Instructions to follow:
Each record is to be transcribed exactly.

Records of labeled points
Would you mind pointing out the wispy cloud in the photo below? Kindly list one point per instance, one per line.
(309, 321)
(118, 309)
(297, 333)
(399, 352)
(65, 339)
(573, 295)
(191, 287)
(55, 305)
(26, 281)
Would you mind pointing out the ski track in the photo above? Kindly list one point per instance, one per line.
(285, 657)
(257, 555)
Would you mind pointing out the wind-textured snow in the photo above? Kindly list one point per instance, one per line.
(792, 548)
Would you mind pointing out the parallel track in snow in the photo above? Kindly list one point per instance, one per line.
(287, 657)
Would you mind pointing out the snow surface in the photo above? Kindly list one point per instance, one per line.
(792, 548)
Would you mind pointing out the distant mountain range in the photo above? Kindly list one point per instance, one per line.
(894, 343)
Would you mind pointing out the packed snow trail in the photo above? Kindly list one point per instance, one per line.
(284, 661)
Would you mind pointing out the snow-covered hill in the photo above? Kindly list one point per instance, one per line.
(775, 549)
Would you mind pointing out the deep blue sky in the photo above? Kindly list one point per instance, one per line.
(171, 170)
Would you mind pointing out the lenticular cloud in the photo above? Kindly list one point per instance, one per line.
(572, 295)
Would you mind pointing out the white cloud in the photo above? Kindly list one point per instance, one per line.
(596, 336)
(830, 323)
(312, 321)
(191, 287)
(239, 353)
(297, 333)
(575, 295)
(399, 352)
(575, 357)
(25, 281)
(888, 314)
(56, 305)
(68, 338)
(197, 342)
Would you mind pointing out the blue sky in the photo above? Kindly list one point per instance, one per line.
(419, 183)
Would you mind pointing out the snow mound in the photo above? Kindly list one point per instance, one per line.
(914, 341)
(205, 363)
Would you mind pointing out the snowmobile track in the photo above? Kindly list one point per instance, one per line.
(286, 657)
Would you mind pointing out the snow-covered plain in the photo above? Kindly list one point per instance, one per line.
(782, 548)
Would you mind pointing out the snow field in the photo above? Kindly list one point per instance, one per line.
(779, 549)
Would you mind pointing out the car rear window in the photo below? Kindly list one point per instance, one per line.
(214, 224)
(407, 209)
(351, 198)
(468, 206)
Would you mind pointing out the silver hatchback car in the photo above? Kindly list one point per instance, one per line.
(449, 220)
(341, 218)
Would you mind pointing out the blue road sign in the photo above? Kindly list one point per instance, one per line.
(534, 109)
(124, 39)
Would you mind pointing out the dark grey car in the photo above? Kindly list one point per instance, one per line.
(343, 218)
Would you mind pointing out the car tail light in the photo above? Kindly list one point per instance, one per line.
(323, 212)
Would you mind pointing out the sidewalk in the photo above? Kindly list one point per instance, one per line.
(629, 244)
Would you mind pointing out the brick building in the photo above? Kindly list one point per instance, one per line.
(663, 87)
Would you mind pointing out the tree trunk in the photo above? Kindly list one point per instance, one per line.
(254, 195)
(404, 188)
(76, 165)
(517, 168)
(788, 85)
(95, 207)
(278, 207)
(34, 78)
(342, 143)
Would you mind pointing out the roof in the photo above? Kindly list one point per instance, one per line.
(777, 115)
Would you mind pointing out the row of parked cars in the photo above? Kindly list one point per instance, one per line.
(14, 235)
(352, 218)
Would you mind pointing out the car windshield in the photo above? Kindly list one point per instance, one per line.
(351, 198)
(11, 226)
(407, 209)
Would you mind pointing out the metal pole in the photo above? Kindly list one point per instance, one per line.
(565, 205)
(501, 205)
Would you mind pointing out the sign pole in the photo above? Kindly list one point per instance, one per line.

The completed task:
Would you mind pointing out the wispy cloud in the photo below? Kindly list one point per instance, one per line.
(309, 321)
(118, 309)
(297, 333)
(399, 352)
(65, 339)
(573, 295)
(191, 287)
(55, 305)
(26, 281)
Would you mind pointing out the ski track in the photo above? Kindly list one point per instance, one per line.
(285, 657)
(257, 555)
Would you mind pointing out the wind-textured snow in the photo above? Kindly list one point per instance, one per line.
(792, 548)
Would you mind pointing out the parallel track in snow in the photo above? Kindly list one point per instance, one per line.
(287, 657)
Would you mind pointing out the snow surface in the photo above? Kindly list one point per instance, one per line.
(792, 548)
Would you mind pointing out the distant mountain range in the photo above? Kindly list one point per instance, one per line.
(894, 343)
Would you mind pointing out the packed snow trail in the photo above? Kindly list one point per instance, one per line.
(284, 661)
Would you mind pointing out the snow-covered hill in the photo above? Kindly list one point per instance, one per line.
(775, 549)
Would you mind pointing out the deep blue sky in the photo above? Kindly list one point per instance, one per line.
(171, 170)
Would you mind pointing out the lenticular cloud in the photo above? Kindly list one point per instance, one per line.
(572, 295)
Would you mind pointing out the white cloud in the photo above? Kindly list one point per instance, one per line.
(596, 336)
(830, 323)
(312, 321)
(191, 287)
(239, 353)
(297, 333)
(575, 295)
(399, 352)
(575, 357)
(25, 281)
(888, 314)
(56, 305)
(68, 338)
(197, 342)
Would you mind pointing out the blue sky in the photo above? Kindly list one point per instance, one per line.
(419, 183)
Would you mind pointing out the snow mound in the photo above? Kindly list one point per instance, one per line.
(914, 341)
(205, 363)
Would you mind pointing out the snowmobile track in the photo above? Kindly list one point per instance, one per line.
(286, 657)
Would you mind pointing out the snow-covered plain in the photo above? Kindly list one point per instance, one per line.
(782, 548)
Would you mind pointing out the snow field in the photo above? Kindly list one point per instance, one per line.
(779, 549)
Would you mind pointing out the car rear window in the photo below? Kindly list one point per instance, one per line.
(214, 224)
(407, 209)
(351, 198)
(468, 206)
Would you mind pointing out the silver hatchback car in the photo above? Kindly list one point per instance, one per line.
(449, 220)
(341, 218)
Would you mind pointing out the blue road sign in the photo above? Kindly list one point per instance, one per line.
(534, 109)
(124, 39)
Would you mind pointing out the dark grey car in the photo above? Kindly list one point per instance, one per line.
(343, 218)
Would you mind pointing out the car tail light in the photo above? Kindly list one point per instance, one per line.
(323, 212)
Would you mind pointing out the sidewalk in the photo above? Kindly list one point per instance, one per line.
(629, 244)
Would you mind pointing out the brick building in the photo above? Kindly list one point per instance, one per line.
(663, 87)
Would you mind pointing out the tree trunk in the photo above? Kindly list one point per instance, one per line.
(254, 195)
(404, 188)
(76, 165)
(517, 168)
(788, 85)
(95, 207)
(278, 207)
(34, 78)
(342, 143)
Would you mind pointing out the roof in the photo above? Kindly list one point per instance, one per line.
(777, 115)
Would you mind pointing out the row of parked cars in the photo above? Kindly list one point per instance, one per line.
(14, 235)
(352, 218)
Would you mind pointing out the car windshield in the photo above? Kindly list one point per instance, one per line.
(351, 198)
(11, 226)
(407, 209)
Would you mind pointing out the metal pole in the photo above? Kindly list one point per instance, one per line.
(565, 205)
(501, 205)
Would you mind pointing out the sign pole in the photo above? Kindly list one point per instance, one per line.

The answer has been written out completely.